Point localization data
-------

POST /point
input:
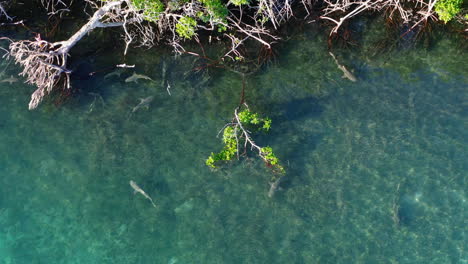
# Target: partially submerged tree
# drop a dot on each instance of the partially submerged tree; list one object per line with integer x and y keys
{"x": 45, "y": 63}
{"x": 238, "y": 140}
{"x": 148, "y": 21}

-------

Task to complete
Write out exactly the lines starting with the one that holds "# drop a dot" and running through the last line above.

Reply to the task
# drop a dot on each instance of the partially submerged tree; list one object per line with integer x and y keys
{"x": 45, "y": 63}
{"x": 238, "y": 140}
{"x": 148, "y": 21}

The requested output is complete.